> **STATED TASK**
Copy every line below word for word, but leave the pictures out.

— BEGIN EXTRACTED RECORDS —

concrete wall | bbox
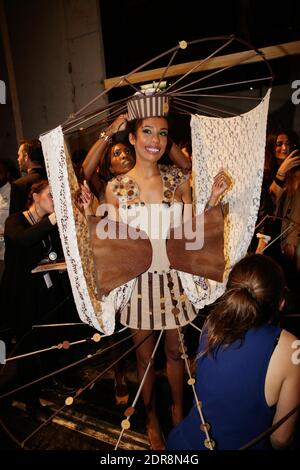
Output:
[5,0,105,142]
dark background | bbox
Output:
[99,0,300,77]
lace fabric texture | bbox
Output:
[180,90,271,308]
[40,91,270,334]
[40,126,123,334]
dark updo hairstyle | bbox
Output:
[26,180,49,208]
[204,254,285,353]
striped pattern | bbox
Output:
[120,270,196,330]
[127,93,169,121]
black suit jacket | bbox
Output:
[9,168,47,214]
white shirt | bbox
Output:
[0,183,11,260]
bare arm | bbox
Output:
[82,139,109,181]
[269,150,300,203]
[105,184,120,220]
[270,331,300,449]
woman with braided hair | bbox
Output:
[167,255,300,450]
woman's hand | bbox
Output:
[277,150,300,177]
[208,170,232,206]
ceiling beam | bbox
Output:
[104,41,300,89]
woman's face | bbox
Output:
[110,144,135,176]
[129,117,168,162]
[34,185,54,214]
[275,134,291,160]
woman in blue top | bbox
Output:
[167,255,300,450]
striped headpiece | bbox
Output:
[127,88,170,121]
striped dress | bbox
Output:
[109,165,196,330]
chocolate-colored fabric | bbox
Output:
[88,216,152,295]
[167,204,225,282]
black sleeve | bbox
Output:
[9,182,27,214]
[4,213,54,248]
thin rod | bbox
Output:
[114,329,164,450]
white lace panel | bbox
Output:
[40,126,115,334]
[180,90,271,308]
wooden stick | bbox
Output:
[104,41,300,89]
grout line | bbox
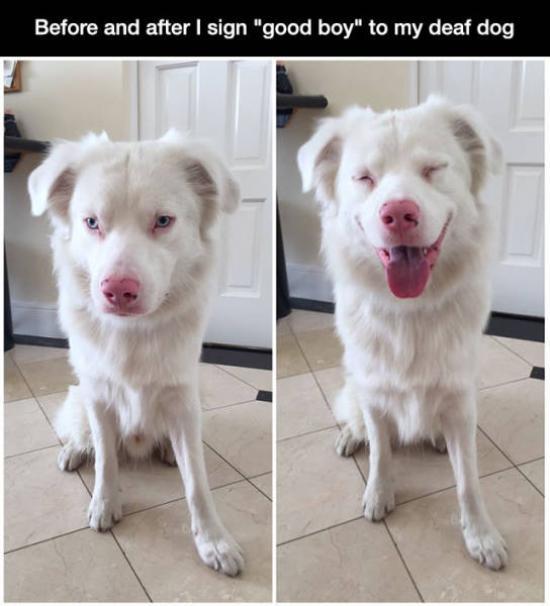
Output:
[490,335,544,368]
[395,464,514,509]
[109,528,153,602]
[247,474,273,502]
[204,441,273,502]
[215,364,273,391]
[4,436,59,461]
[477,376,532,391]
[277,422,340,444]
[382,518,426,602]
[4,526,90,555]
[277,515,364,547]
[109,528,153,602]
[201,400,271,413]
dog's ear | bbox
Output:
[27,133,109,220]
[450,105,502,195]
[298,106,374,202]
[160,128,240,213]
[298,118,342,202]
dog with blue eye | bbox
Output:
[29,131,243,576]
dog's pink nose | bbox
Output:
[101,276,140,309]
[380,200,420,234]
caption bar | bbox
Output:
[34,18,515,40]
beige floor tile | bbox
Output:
[114,482,271,602]
[277,520,419,602]
[4,398,59,457]
[250,473,273,499]
[315,366,344,410]
[355,432,512,503]
[478,335,531,387]
[36,391,67,439]
[478,379,544,464]
[80,446,242,514]
[199,364,258,410]
[220,366,273,391]
[277,334,309,378]
[277,316,292,337]
[296,328,343,370]
[4,353,32,402]
[495,337,544,367]
[288,309,334,334]
[19,358,77,396]
[204,402,272,477]
[277,373,336,440]
[4,447,89,550]
[277,429,365,542]
[387,469,544,602]
[11,345,69,364]
[519,459,544,494]
[4,530,148,603]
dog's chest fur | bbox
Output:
[337,289,484,443]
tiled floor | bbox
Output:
[4,346,272,602]
[277,310,544,602]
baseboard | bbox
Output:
[290,297,544,343]
[13,334,273,370]
[11,299,66,339]
[286,263,334,301]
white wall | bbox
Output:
[4,61,135,337]
[277,61,416,301]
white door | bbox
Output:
[138,60,273,348]
[419,61,544,316]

— END EXTRACTED RECORDS —

> **EXPECTED ANSWER**
concrete wall | bbox
Output:
[5,0,105,142]
dark background | bbox
Output:
[99,0,300,77]
lace fabric texture | bbox
Output:
[180,90,271,308]
[40,91,270,334]
[40,126,123,334]
dark updo hairstyle | bbox
Output:
[26,180,49,208]
[204,254,285,353]
striped pattern | bbox
Output:
[120,270,196,330]
[127,93,169,121]
black suit jacket | bbox
Output:
[9,168,47,214]
white shirt | bbox
Output:
[0,183,11,260]
bare arm | bbox
Output:
[82,139,109,181]
[269,150,300,203]
[105,184,120,220]
[270,331,300,449]
woman with braided hair | bbox
Output:
[167,255,300,450]
woman's hand | bbox
Output:
[277,150,300,177]
[208,170,232,206]
ceiling beam | bbox
Output:
[104,41,300,89]
woman's face | bbox
Output:
[110,144,135,176]
[129,117,168,162]
[34,185,54,214]
[275,134,291,160]
woman in blue top | bbox
Output:
[167,255,300,450]
striped headpiece | bbox
Output:
[127,88,170,121]
striped dress | bbox
Output:
[109,165,196,330]
chocolate-colored fabric | bbox
Output:
[88,216,152,295]
[167,204,225,282]
black sleeve | bbox
Output:
[9,182,27,214]
[4,213,54,248]
thin rod | bbox
Output:
[114,329,164,450]
white lace panel | bbox
Output:
[40,126,115,334]
[180,90,271,308]
wooden stick | bbox
Output:
[104,41,300,89]
grout line | bbox
Output:
[490,335,544,368]
[395,464,514,509]
[109,528,153,602]
[247,474,273,502]
[204,441,273,502]
[215,364,273,391]
[4,436,59,461]
[477,376,532,391]
[277,422,340,444]
[382,518,426,602]
[4,526,90,555]
[277,515,364,547]
[109,528,153,602]
[201,400,271,413]
dog's ear | bbox
Output:
[27,133,109,220]
[450,105,502,195]
[298,106,374,202]
[160,128,240,213]
[298,118,342,202]
dog with blue eye | bbox
Output:
[29,131,243,576]
dog's pink nose | bbox
Output:
[101,276,140,309]
[380,200,420,234]
caption bar | bbox
Output:
[34,18,515,40]
beige floor tile | bbox
Output:
[114,482,271,602]
[277,520,419,602]
[4,398,59,457]
[250,473,273,499]
[315,366,344,410]
[355,432,512,503]
[478,335,531,387]
[36,391,67,439]
[478,379,544,464]
[80,446,242,514]
[199,364,258,410]
[220,366,273,391]
[277,334,309,378]
[277,316,292,337]
[296,328,343,370]
[4,353,32,402]
[495,337,544,367]
[288,309,334,334]
[19,358,77,396]
[204,402,272,477]
[277,373,336,440]
[4,447,89,550]
[277,429,365,542]
[387,469,544,602]
[11,345,69,364]
[519,459,544,494]
[4,530,148,603]
dog's chest fur | bbox
Output:
[337,289,484,443]
tiled floor | bbox
Output:
[4,346,272,602]
[277,310,544,602]
baseboard | bbox
Output:
[290,297,544,343]
[13,334,273,370]
[11,299,66,339]
[286,263,334,301]
white wall | bbox
Output:
[4,61,135,337]
[277,61,416,301]
white door | bbox
Output:
[138,60,273,348]
[419,61,544,316]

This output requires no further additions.